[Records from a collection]
--- START ---

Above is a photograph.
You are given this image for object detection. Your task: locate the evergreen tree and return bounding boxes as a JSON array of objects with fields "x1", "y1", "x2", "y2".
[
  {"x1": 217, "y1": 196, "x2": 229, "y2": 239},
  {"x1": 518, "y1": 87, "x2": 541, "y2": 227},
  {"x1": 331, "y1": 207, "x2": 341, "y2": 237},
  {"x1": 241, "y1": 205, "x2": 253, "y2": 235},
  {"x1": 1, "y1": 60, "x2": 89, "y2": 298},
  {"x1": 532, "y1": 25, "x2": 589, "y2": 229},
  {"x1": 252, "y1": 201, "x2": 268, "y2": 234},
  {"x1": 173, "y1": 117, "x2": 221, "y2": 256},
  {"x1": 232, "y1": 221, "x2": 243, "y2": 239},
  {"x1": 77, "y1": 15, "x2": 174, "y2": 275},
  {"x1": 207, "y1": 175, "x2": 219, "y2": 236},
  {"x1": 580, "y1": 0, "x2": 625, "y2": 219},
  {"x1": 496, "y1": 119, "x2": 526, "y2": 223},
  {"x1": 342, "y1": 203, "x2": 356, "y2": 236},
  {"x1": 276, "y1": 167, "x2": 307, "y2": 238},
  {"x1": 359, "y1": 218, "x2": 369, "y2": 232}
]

--- END ---

ABOUT THIS EXERCISE:
Print all the records precisely.

OUTPUT FOR THIS TASK:
Above is a photograph.
You are given this image for object detection. Your task: locate the evergreen tree and return bounding boxes as a JSON array of objects with fields "x1", "y1", "x2", "y2".
[
  {"x1": 217, "y1": 196, "x2": 229, "y2": 239},
  {"x1": 518, "y1": 87, "x2": 541, "y2": 227},
  {"x1": 331, "y1": 207, "x2": 341, "y2": 237},
  {"x1": 241, "y1": 205, "x2": 253, "y2": 235},
  {"x1": 1, "y1": 60, "x2": 89, "y2": 298},
  {"x1": 532, "y1": 25, "x2": 589, "y2": 229},
  {"x1": 252, "y1": 201, "x2": 268, "y2": 234},
  {"x1": 173, "y1": 117, "x2": 221, "y2": 256},
  {"x1": 232, "y1": 221, "x2": 243, "y2": 239},
  {"x1": 77, "y1": 15, "x2": 174, "y2": 275},
  {"x1": 207, "y1": 175, "x2": 219, "y2": 236},
  {"x1": 580, "y1": 0, "x2": 625, "y2": 219},
  {"x1": 496, "y1": 119, "x2": 526, "y2": 223},
  {"x1": 342, "y1": 203, "x2": 356, "y2": 236},
  {"x1": 276, "y1": 167, "x2": 307, "y2": 238},
  {"x1": 359, "y1": 218, "x2": 369, "y2": 232}
]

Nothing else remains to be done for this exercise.